▶ Data items:
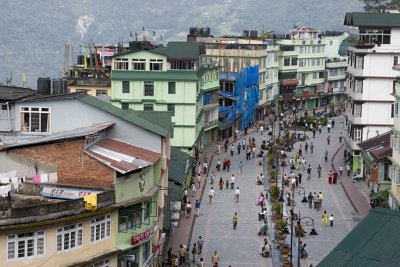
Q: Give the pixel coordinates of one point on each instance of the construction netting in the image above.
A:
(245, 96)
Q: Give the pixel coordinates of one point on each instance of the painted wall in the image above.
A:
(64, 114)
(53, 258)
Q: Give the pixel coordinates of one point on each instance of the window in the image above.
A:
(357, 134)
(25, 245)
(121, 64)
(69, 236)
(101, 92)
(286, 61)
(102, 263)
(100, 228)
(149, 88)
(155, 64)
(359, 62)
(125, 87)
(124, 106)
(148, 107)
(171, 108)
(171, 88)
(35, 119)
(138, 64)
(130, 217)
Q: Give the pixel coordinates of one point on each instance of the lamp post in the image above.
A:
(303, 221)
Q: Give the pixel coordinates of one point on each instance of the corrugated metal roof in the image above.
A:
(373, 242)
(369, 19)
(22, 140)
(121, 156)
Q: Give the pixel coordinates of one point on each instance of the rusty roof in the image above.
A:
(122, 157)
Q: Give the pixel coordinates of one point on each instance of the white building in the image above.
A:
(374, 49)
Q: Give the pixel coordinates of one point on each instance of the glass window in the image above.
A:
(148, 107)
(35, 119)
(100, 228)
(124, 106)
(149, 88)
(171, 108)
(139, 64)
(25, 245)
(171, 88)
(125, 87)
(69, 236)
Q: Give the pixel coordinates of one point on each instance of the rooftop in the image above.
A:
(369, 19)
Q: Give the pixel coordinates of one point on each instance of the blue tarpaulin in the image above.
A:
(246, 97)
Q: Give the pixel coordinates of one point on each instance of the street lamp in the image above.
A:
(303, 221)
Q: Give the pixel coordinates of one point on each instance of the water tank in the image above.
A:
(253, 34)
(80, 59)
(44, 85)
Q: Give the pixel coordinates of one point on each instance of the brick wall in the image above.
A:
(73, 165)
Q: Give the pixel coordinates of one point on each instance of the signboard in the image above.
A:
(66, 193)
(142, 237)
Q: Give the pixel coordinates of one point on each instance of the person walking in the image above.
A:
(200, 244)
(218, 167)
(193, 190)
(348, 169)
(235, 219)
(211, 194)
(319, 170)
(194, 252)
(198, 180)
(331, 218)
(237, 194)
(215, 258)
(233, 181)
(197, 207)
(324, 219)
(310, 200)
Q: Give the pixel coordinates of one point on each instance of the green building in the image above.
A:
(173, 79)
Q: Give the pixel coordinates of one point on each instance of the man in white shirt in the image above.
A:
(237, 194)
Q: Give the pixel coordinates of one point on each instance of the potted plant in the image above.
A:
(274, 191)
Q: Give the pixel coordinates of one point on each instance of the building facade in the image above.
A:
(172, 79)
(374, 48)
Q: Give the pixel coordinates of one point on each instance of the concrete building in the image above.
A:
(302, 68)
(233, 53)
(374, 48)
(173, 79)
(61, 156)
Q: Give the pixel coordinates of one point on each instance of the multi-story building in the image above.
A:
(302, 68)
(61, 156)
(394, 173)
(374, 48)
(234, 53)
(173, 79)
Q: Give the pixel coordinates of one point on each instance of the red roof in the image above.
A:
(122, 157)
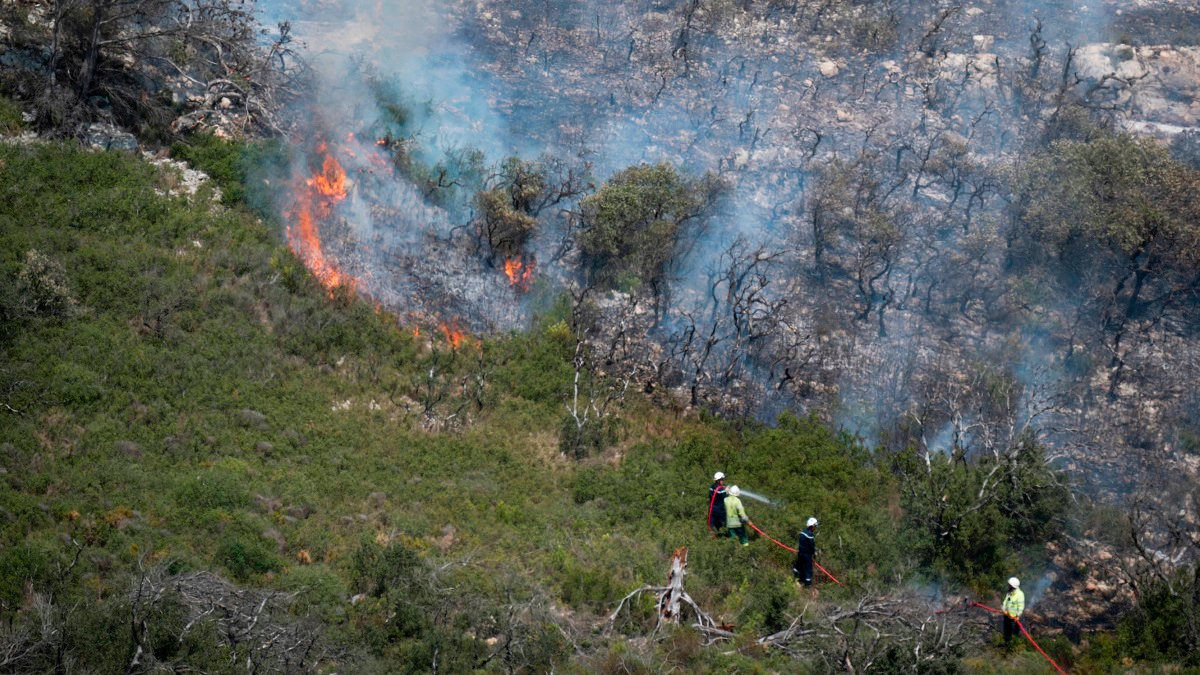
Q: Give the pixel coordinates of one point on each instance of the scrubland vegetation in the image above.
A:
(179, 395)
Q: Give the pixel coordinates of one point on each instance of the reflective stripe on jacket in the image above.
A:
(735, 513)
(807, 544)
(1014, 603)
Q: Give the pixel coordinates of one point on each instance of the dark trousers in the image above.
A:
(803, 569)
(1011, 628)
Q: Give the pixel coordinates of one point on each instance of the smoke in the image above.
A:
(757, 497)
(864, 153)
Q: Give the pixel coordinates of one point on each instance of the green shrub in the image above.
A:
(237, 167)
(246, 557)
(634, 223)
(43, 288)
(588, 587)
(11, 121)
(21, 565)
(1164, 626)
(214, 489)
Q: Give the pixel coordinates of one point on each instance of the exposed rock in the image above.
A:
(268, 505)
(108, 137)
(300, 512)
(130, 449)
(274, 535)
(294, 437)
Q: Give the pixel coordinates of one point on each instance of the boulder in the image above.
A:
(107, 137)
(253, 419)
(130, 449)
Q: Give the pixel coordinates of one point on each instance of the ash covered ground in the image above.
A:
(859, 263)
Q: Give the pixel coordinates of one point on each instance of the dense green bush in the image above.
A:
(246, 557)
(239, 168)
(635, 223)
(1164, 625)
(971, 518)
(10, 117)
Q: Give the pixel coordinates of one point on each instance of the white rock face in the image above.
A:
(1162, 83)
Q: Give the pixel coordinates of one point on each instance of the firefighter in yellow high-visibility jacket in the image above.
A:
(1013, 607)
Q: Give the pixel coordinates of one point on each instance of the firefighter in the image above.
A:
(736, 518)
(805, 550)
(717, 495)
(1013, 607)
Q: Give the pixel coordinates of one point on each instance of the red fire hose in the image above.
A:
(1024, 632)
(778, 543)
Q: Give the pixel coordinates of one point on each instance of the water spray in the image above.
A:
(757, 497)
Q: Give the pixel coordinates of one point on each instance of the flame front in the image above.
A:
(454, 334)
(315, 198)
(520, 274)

==

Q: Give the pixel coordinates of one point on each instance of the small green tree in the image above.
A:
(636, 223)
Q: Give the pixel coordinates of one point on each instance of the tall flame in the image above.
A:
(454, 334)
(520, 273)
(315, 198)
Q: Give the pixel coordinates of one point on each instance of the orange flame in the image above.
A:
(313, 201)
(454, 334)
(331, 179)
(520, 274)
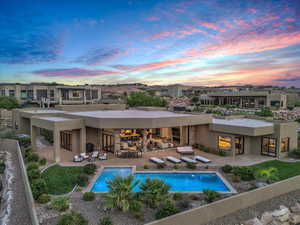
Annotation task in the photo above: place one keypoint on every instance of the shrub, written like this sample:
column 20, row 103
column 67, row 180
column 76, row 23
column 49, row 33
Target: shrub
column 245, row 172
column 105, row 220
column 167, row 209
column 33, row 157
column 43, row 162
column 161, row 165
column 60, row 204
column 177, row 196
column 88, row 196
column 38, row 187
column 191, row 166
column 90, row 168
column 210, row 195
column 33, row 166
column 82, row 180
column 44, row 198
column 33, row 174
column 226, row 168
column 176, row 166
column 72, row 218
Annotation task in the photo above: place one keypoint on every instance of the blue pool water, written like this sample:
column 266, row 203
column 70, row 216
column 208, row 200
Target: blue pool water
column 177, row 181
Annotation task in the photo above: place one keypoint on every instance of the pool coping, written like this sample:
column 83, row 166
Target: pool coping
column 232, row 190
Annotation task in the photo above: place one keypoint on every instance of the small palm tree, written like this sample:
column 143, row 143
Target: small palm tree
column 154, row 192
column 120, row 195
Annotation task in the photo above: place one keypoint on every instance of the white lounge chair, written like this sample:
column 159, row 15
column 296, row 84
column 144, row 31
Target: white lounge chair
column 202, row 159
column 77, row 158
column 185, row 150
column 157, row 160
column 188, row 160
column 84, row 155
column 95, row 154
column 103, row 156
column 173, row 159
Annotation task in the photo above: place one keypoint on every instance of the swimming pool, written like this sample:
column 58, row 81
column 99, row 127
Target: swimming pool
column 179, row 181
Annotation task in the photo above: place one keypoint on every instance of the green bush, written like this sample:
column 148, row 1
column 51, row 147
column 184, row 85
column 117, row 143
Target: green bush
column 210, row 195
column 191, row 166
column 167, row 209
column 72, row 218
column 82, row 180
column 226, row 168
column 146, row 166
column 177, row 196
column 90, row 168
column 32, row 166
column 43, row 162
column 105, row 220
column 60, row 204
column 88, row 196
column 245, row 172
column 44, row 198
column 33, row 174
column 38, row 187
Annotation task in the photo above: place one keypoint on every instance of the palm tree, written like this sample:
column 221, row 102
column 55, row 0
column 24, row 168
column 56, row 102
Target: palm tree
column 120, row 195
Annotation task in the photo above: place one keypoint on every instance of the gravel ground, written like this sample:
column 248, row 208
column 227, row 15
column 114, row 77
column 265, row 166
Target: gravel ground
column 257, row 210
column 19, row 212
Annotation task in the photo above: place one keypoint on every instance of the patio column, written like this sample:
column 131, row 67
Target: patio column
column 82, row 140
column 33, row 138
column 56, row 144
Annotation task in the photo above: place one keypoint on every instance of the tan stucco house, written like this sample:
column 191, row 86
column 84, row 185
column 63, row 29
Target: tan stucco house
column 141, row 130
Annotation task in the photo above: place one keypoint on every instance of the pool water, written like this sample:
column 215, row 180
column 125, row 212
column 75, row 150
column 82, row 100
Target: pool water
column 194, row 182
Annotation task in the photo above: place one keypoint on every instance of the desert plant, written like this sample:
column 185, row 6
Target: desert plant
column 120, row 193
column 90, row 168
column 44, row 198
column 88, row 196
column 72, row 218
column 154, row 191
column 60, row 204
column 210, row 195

▶ Try it:
Please make an exact copy of the lines above from the line with "brick wall in the image above." through the line with "walking in the image above.", both ends included.

▶ Response to the exercise:
Q: Give the pixel coordinates of one point on each instance of the brick wall in the image above.
A:
(73, 165)
Q: Give the pixel coordinates of one point on each instance of the signboard in the image above.
A:
(66, 193)
(142, 237)
Q: Give the pixel coordinates of one point on each instance of the person walking in the image above.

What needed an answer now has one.